> Excerpt:
----
After conviction, Dorsey escaped, was captured and sent to prison to complete his sentence. After he was released, he was purchased again, says the Howard County Historical Society.

A stack of trading cards at the Eastern Front visitor center (Picket photo)
At 28, he obtained his freedom in some manner shortly before the spring campaign of 1864 began. He enlisted with the 39th USCT in Baltimore and was promoted twice before Petersburg.

Under cover of darkness on July 29, 1864, Dorsey and his regiment filed in to the trenches before Fort Morton on the eastern front of Petersburg, according to the National Park Service.

The Union army detonated a mine underneath the Confederate lines. After the mine's detonation, Federal soldiers rushed forward only to become trapped inside the crater and the defensive works on both sides. Dorsey was vulnerable as a target and the fact he could not use a weapon while carrying the flag.

The Union army was unable to exploit any advantage they had gained and soon withdrew to their lines.

The heavily engaged 39th USCT saw action at Weldon Railroad, Poplar Grove church and Hatcher’s Run during the Petersburg campaign. It took part in the capture of Fort Fisher in North Carolina in January 1865 and helped occupy Wilmington.

Dorsey was honorably discharged in December 1865 while in Wilmington, North Carolina.

He married soon after and died in 1891 from the effects of typhoid and rheumatism he had contracted in Wilmington, at the approximate age of 55.

He is buried in Flower Hill Cemetery, North Bergen, NJ. (Photo courtesy Glenn Blank/ Findagrave)

UNION PVT. WILLIAM MONTGOMERY

All who have read about the Civil War – or any conflict, for that matter – have thought how cruel it was for a combatant to die just days, or hours, before the fighting was over.

Of course, any death from 1861 to 1865 was a terrible loss to loved ones, friends and comrades.

Pvt. William Montgomery of the 155th Pennsylvania Infantry was mortally wounded about the time a flag of truce was exchanged on April 9, 1865, at Appomattox Court House. Confederate forces surrendered shortly afterward.

The Pittsburgh native had enlisted in Company I in August 1864 when he was 18, weighed only 115 founds and stood 5 feet 6 inches tall.

“By this point in the war, the 155th PA wore the iconic Zouave uniforms. These uniforms, adopted from the French, stood out thanks to their red fez hats, a jacket with yellow trim, a red sash, and baggy French Chasseur trousers,” according to the National Park Service.
----
> Collected data:
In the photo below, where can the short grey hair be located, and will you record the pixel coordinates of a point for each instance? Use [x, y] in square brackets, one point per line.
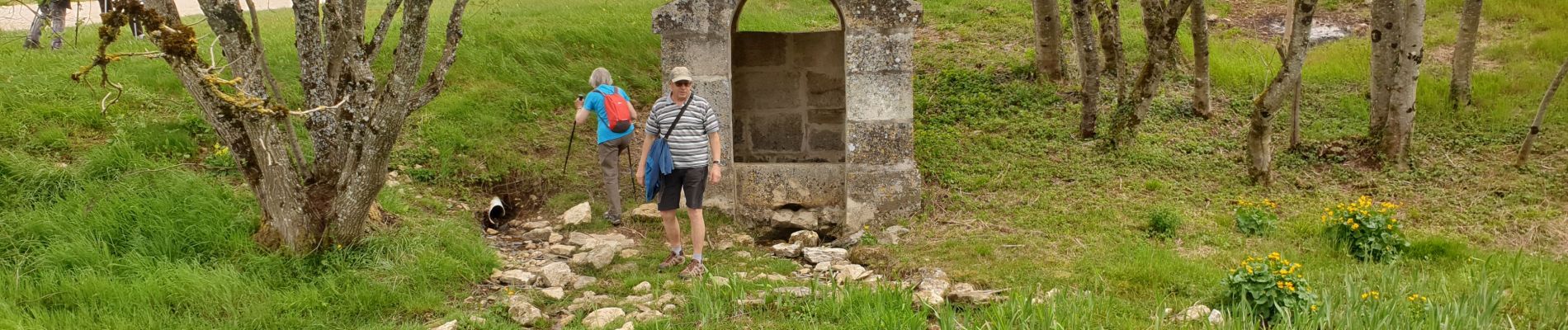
[599, 77]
----
> Tasks for this exercise:
**1.** According to the Civil War excerpt, in which cemetery is Dorsey buried?
**2.** For each statement, say whether it agrees with the Civil War excerpt and quote the words of the excerpt that decide it. (a) Dorsey enlisted with the 39th USCT in Baltimore. (b) Montgomery was from Philadelphia. (c) Dorsey was honorably discharged in Wilmington, North Carolina.
**3.** Carry on the Civil War excerpt from the point where it stops.
The lines play no part in this work.

> Solved tasks:
**1.** Flower Hill Cemetery, North Bergen, NJ.

**2.**
(a) Yes: "He enlisted with the 39th USCT in Baltimore"
(b) No: "The Pittsburgh native"
(c) Yes: "Dorsey was honorably discharged in December 1865 while in Wilmington, North Carolina."

**3.**
After taking part in the siege of Petersburg, the 155th marched on the Maria Wright House at Appomattox.Court House, an area held by the Confederate Richmond Howitzers..

Patrick A. Schroeder, historian at Appomattox Court House National Historic Park, wrote in his book "More Myths About Lee's Surrender," the 155th Pennsylvania was in a skirmish line when officers arrived with a ceasefire order. "As the firing began to die away, an artillery shell (or fragments of a shell) tore into young Montgomery. His fancy Zouave uniform was shredded, and much of his equipment was ripped from his body. The shell made a wound to Montgomery's inner right thigh."

He lingered for nearly three weeks.

“Under the Maltese Cross,” a book about the 155th Pennsylvania, said, “Young Montgomery’s last words were messages of love and affection to his mother and the tender of comforting hopes that his injuries were not serious.”

He died the next day, on April 29, 1865, “while the paroling ceremonies were being enacted,” according to the book. (At left, NPS photo showing position of Rebel guns at Appomattox)

The young soldier is believed to be the last enlisted man killed in Virginia during the Civil War, but that is not possible to confirm. He is buried with other Federal dead at Poplar Grove National Cemetery at Petersburg.

A wayside marker at Appomattox details last casualties (NPS photo; click to enlarge)
Montgomery’s mother applied for the soldier’s pension.

Schroeder wrote it was a myth that Montgomery was only 15 when he died. And the regimental history was incorrect in saying the soldier died during paroling ceremonies, he said.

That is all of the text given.